**What this exercise asks**
**A)** Translate this sentence from the blog post on quitting smoking into Spanish: "I also know I could save $1,680 a year if I stop smoking."
**B)** In the blog post on quitting smoking, turn the paragraph that begins "Why is it hard to stop smoking?" into a short bulleted list that keeps its main facts.
**C)** Write the next part of the blog post on quitting smoking, picking up after its final sentence.

**Text shown**
BEGIN
Monday, January 4, 2010

It Is Not A Want It Is A Need...

TO QUIT SMOKING



Why is it hard to stop smoking? This is not a New Year's resolution for me to stop smoking because I have the desire to quit smoking every day. My addiction to Nicotine has been going on for over thirty years. I said I would quit when cigarette cost first start increasing many moons ago. I said I was going to quit smoking when smoking was no longer allowed in the work place many moons ago. Finally, I said I was going to quit in 2007 when my brand of cigarettes increased to $7.50 a pack, but all I did was switch to a brand (Salem Lights 100)that cost what my brand use to cost. There is no doubt in my mind that smoking is very harmful to me, but I tried all the stop smoking aides and going Cold Turkey with no success. I also know I could save $1,680 a year if I stop smoking. Hell, not only will I be taking better care of my health I would also be saving a hell of lot of money. Just the thought of what I can do with $1,680 during these economical times is endless.
END
Records from a collection:
BEGIN
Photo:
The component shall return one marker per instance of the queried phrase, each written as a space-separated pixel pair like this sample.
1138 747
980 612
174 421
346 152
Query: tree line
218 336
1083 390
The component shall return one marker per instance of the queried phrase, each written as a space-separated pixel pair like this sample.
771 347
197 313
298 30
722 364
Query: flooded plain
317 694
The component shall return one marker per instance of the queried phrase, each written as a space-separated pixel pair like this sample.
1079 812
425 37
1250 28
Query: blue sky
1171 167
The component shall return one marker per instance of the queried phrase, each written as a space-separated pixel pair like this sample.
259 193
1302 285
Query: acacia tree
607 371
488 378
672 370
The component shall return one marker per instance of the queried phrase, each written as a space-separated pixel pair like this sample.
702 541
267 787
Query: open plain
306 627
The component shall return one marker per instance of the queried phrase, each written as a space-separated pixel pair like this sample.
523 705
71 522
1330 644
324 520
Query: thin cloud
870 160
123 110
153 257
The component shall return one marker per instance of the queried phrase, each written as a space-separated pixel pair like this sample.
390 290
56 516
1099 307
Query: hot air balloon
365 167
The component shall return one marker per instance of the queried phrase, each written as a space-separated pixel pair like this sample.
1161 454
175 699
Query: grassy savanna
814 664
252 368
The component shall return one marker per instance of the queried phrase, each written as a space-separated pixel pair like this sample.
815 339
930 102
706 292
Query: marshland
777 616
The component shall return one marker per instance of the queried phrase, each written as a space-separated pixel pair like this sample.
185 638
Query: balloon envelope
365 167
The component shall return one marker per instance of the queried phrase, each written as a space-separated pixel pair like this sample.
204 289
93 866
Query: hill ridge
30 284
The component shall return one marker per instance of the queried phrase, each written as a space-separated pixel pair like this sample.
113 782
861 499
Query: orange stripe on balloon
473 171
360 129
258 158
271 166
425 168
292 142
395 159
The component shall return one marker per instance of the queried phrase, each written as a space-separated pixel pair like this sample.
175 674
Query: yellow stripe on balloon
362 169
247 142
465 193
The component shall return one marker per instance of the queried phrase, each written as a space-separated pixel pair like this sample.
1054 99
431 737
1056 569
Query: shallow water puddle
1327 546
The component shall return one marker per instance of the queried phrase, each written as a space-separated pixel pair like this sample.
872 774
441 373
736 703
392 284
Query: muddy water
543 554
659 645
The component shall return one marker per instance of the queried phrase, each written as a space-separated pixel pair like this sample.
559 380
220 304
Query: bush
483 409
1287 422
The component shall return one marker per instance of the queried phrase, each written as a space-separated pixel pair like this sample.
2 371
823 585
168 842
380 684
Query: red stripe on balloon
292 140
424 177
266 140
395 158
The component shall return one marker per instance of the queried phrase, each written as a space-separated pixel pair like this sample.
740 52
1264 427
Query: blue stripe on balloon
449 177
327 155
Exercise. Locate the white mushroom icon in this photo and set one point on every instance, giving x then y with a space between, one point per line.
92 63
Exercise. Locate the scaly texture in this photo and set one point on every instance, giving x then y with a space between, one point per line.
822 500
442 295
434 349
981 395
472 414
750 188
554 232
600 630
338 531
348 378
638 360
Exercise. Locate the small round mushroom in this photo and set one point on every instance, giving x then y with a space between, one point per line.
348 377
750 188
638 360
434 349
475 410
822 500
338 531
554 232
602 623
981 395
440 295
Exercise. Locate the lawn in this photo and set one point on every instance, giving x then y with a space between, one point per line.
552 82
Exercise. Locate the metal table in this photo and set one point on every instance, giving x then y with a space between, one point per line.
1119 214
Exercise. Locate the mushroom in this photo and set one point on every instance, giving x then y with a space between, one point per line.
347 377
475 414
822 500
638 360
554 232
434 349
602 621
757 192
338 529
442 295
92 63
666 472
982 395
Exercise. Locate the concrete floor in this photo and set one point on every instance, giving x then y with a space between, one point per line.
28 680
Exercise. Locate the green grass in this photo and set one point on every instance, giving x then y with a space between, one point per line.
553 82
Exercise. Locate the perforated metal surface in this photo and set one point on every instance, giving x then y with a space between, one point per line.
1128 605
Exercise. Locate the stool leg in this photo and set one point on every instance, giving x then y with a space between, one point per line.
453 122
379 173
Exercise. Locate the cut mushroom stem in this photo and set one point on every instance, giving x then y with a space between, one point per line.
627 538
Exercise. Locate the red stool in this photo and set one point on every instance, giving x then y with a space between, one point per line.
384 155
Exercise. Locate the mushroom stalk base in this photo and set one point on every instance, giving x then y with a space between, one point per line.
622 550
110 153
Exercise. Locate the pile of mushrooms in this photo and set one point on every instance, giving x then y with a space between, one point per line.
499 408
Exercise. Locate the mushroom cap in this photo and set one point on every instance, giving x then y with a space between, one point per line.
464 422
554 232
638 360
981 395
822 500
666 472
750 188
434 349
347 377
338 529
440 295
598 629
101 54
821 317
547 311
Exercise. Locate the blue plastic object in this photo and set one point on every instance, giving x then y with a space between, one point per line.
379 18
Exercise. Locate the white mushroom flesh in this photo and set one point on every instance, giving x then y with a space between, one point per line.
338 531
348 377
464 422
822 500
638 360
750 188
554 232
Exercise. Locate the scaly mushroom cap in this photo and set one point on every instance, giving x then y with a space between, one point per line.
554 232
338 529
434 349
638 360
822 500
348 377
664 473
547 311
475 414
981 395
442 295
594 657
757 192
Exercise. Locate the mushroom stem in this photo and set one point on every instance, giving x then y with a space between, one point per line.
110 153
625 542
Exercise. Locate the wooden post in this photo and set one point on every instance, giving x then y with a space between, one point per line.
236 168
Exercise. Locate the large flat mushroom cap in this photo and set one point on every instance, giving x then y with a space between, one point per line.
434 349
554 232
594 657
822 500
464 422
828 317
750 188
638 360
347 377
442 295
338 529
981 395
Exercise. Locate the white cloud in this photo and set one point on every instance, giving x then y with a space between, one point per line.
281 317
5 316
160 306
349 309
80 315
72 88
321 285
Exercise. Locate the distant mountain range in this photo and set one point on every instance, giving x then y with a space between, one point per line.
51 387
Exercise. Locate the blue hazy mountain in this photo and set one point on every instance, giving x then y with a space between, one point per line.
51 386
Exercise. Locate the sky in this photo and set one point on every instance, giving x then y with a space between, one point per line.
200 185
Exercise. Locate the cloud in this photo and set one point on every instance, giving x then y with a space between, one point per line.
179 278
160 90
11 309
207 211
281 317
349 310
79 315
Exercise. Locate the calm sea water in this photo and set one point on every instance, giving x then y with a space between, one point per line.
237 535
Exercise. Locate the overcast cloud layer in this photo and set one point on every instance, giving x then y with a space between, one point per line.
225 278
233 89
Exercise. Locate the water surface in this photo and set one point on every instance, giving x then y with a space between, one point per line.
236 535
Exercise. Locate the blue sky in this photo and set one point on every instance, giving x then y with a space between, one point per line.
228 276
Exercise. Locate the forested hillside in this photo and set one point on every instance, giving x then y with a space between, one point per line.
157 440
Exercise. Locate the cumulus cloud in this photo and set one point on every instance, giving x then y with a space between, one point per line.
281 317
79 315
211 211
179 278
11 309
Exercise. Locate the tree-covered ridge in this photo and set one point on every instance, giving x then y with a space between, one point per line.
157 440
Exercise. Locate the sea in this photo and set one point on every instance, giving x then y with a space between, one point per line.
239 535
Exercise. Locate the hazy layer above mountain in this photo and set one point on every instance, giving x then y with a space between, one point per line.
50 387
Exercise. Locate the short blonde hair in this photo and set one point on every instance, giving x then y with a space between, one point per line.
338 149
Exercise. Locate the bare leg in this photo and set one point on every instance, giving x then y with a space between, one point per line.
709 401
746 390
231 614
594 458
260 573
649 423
END
**Answers to the problems**
**A)** También sé que podría ahorrar $1,680 al año si dejo de fumar.

**B)**
- Quitting is not a New Year's resolution; the writer wants to quit every day.
- The writer's nicotine addiction has lasted over thirty years.
- The writer promised to quit when cigarette prices first started rising, when smoking was banned in the workplace, and in 2007 when their brand reached $7.50 a pack. Each time, the writer kept smoking, and in 2007 switched to the cheaper Salem Lights 100.
- The writer knows smoking is very harmful, but neither stop-smoking aids nor going cold turkey has worked.
- Quitting would improve the writer's health and save $1,680 a year, which would go a long way in these economic times.

**C)**
People say you have to want to stop smoking, believe it or not I WANT TO STOP SMOKING and I NEED TO STOP SMOKING. The following smoking aides did not work for me because I experienced severely more than one of the side effects that comes with taking them such as mood or behavior changes, anxiety, panic attacks, trouble sleeping, or if you feel impulsive, irritable, agitated, hostile, aggressive, restless, hyperactive (mentally or physically), more depressed, or have thoughts about suicide or hurting yourself, changes in dreaming or sleeping pattern, constipation, gas, nausea, vomiting.

Wellbutrin

Zyban

Nicorette Gum

Nicotine Patches

Chantix

Going Cold Turkey did not work for me because I experience some of the above mentioned side effects and I morphed into Linda Blair on the fourth day of not having nicotine. However, I decided January 05, 2010 I am going to go into the depth of hell. I am about to battle the desire to continue to feed my body nicotine. I went into the depth of hell and made it back when I quit giving my body morphine to battle my pain because I knew the morphine was killing me. I should be able to quit giving my body nicotine, especially since I know it is the root of some of my medical problems and it is slowly killing me and I can use the money.

I know it is going to be hard for me, therefore, I ask my virtual buddies to have me in their prayers as I fight to surpress and eventually kill the desire of wanting my last demon called Nicotine. I will keep you guys posted on my progress.
I will also remind myself as I go through this process that "I can do all things through Christ who STRENGTHENS ME."